• **WORK TO DO**: Count the lines in the items below that contain the string "tiled", with case taken into account, and reply with only that number.
-- Start of RECORDS TO PROCESS --
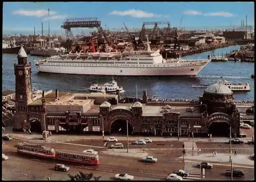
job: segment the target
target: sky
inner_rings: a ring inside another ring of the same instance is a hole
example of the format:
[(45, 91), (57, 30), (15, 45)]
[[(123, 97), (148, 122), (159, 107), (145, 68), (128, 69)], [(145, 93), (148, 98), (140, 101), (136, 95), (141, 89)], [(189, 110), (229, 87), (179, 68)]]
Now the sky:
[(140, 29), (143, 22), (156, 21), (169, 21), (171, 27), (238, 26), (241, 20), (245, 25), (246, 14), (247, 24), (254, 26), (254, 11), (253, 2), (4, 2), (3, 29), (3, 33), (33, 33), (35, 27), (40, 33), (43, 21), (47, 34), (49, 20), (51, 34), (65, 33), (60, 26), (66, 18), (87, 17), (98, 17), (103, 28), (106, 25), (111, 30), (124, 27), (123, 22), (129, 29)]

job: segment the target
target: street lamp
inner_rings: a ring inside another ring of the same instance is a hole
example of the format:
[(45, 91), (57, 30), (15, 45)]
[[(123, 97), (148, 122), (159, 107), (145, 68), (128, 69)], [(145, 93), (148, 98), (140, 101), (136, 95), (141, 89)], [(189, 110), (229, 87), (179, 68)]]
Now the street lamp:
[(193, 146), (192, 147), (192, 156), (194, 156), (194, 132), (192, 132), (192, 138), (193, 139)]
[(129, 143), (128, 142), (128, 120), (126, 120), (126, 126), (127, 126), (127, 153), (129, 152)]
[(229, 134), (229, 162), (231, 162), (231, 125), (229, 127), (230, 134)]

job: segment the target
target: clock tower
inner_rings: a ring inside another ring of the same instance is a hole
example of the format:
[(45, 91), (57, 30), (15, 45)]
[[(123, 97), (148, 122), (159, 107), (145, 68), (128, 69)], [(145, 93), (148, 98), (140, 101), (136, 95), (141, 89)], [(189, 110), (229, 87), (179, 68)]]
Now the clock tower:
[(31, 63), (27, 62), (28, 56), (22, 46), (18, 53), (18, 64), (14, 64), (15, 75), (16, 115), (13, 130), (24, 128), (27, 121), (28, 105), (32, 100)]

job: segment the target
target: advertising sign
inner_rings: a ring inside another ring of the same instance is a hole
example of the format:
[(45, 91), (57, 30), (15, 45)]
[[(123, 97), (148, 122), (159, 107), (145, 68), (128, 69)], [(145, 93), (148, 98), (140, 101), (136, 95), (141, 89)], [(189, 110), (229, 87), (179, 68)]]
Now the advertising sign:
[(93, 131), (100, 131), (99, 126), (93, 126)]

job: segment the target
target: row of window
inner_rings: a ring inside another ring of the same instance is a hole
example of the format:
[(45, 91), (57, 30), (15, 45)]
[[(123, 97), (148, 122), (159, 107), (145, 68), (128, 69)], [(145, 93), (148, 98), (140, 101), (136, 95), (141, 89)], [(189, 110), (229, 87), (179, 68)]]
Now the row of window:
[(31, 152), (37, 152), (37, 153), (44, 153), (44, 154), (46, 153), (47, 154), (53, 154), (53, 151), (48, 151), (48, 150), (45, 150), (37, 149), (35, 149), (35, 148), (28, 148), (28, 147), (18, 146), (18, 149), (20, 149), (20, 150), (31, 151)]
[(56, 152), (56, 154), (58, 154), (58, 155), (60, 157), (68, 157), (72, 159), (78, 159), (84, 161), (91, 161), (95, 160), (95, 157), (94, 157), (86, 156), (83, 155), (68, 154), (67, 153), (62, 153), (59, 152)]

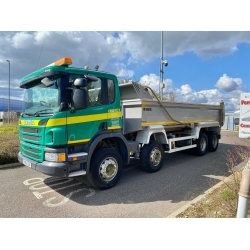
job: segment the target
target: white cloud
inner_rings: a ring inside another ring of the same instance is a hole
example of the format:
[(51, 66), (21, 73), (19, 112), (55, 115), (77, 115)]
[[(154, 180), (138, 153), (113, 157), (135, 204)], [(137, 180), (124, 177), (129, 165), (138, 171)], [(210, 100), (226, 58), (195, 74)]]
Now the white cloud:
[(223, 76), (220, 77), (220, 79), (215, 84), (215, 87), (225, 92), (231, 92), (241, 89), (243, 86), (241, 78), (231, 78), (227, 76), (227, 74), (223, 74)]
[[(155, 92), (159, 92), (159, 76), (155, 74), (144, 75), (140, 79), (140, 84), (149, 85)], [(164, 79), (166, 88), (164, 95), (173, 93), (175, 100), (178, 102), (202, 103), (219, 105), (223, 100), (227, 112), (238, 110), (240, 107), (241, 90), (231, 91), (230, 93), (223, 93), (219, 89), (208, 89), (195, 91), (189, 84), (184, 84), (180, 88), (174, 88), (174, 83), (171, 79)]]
-- End of RECORDS TO PROCESS --
-- Start of RECORDS TO PROCESS --
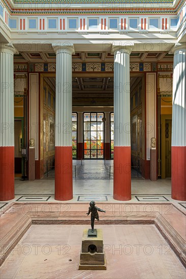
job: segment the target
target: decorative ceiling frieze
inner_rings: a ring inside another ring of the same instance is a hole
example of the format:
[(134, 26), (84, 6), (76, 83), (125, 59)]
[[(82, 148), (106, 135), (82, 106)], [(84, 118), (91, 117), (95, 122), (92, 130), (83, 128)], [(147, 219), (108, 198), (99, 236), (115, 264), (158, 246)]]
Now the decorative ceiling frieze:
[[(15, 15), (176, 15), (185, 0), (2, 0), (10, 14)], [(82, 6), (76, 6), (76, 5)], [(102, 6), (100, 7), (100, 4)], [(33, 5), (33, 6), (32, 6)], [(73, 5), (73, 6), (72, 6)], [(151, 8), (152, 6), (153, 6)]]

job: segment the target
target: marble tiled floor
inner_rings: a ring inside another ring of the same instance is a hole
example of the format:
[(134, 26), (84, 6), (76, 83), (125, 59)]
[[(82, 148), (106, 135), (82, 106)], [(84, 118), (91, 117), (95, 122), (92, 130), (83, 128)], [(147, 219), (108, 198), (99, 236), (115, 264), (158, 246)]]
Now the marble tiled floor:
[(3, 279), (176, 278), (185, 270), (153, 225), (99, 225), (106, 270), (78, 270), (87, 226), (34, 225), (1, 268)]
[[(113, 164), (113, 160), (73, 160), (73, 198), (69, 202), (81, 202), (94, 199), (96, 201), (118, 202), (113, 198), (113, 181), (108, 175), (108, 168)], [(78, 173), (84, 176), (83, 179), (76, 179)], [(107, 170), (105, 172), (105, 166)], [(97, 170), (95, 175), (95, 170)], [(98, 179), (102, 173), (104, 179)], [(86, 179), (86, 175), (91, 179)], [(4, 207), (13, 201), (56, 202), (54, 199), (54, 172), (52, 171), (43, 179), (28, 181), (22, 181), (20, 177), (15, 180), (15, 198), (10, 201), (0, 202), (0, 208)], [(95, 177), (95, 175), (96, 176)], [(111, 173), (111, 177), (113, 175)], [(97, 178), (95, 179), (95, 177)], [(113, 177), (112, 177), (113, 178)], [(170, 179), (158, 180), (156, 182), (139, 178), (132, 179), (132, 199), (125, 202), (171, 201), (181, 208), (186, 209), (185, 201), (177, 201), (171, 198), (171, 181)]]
-- End of RECORDS TO PROCESS --
• **EXERCISE RESPONSE**: 2